PROVIDED RECORDS ->
==============================

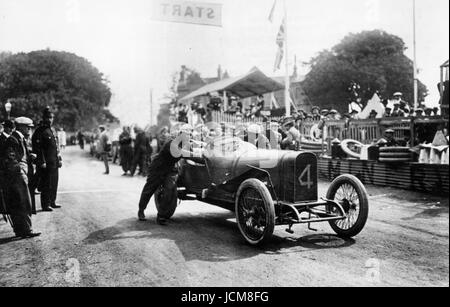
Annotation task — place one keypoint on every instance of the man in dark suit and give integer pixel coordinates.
(14, 182)
(141, 150)
(45, 146)
(22, 135)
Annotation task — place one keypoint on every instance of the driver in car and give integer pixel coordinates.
(164, 164)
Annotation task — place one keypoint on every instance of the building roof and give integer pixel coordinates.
(251, 84)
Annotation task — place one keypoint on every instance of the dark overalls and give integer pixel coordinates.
(13, 183)
(162, 166)
(45, 146)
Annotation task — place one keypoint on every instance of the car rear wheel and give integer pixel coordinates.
(166, 198)
(350, 193)
(255, 212)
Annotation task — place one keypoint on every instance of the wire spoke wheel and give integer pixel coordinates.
(350, 193)
(252, 214)
(255, 212)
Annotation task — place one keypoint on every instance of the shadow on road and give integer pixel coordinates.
(211, 237)
(4, 241)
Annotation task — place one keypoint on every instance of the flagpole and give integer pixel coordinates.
(287, 80)
(416, 85)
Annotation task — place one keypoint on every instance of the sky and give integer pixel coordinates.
(138, 55)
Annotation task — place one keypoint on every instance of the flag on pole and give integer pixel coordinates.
(272, 11)
(280, 42)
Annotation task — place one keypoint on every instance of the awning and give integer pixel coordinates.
(253, 83)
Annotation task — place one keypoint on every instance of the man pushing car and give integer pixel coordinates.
(163, 167)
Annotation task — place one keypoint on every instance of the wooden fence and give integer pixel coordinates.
(364, 131)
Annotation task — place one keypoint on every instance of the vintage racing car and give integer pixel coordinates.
(266, 188)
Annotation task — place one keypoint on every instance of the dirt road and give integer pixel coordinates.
(96, 240)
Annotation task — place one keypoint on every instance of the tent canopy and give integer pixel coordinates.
(253, 83)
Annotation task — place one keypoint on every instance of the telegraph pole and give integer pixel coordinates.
(416, 85)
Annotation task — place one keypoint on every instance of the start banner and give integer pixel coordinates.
(209, 14)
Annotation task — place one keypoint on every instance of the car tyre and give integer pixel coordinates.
(166, 198)
(356, 208)
(255, 212)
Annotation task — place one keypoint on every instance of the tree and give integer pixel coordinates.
(70, 85)
(361, 65)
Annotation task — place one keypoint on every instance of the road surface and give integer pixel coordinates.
(96, 240)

==============================

Transcribe the full listing above exactly as it stands, minus the pictures.

Annotation task — place one keypoint on every instance of the man in dark suit and give integer pixel coordinates.
(14, 182)
(141, 150)
(45, 146)
(22, 135)
Annotation task — place one keypoint on every instance of the driver in car and give integer pixel coordinates.
(164, 164)
Annotation task — place one keypoint on every instance of the building roof and give integer pixel coordinates.
(251, 84)
Annotation task — place one keypoint on every instance of the dark overalls and give integer pixel coordinates.
(13, 183)
(162, 166)
(45, 146)
Annotation task — place one keypoint on every instance of the car rear wheel and give integer pixel coordinates.
(166, 198)
(350, 193)
(255, 212)
Annotation task — place one keypoint on every instance of the wire spoke wheel and give integer pixel coordinates.
(350, 193)
(252, 214)
(255, 212)
Annotation task — place one keypoint on every instance of the shadow on road and give integer pixel coordinates.
(211, 237)
(4, 241)
Annotation task — place one keypoint on every instance of the flagpole and give integer pixel coordinates.
(287, 80)
(416, 85)
Annotation task — place one keypoint on every instance of the sky and give integer pixel coordinates.
(138, 55)
Annotation task — place one keypoint on every instance of the flag on pole and give integer pixel coordinates.
(272, 11)
(280, 42)
Annotation task — place one keypoint on every instance of the awning and give integer pixel coordinates.
(253, 83)
Annotation task — place one keypoint on every instance of the man pushing car and give integer pixel coordinates.
(163, 167)
Annotation task — place one keypoint on every instance of the wooden fence and give integer pixel coordinates.
(364, 131)
Annotation task — place one keypoint on every instance of the vintage racing car and give integer pixel coordinates.
(266, 188)
Annotation task — place one keypoint on every instance of the dirt road and give integer pixel coordinates.
(96, 240)
Annotation task — place one keypoint on every instance of the tent canopy and give integer pixel coordinates.
(253, 83)
Annotation task — place one keypoint on every instance of the telegraph pole and give integer pixel coordinates.
(416, 85)
Annotation task — place one keypoint on every instance of the start banner and give integer pixel coordinates.
(209, 14)
Annotation task — place one keypoint on every instance of the car tyre and give integer pixel coordinates.
(166, 198)
(356, 208)
(255, 212)
Annotation task — place one keypoint on every instance of the tree and give integer pixel coordinates.
(70, 85)
(361, 65)
Annotation task — place one keypoint on every instance of the road surface and give integer pixel coordinates.
(96, 240)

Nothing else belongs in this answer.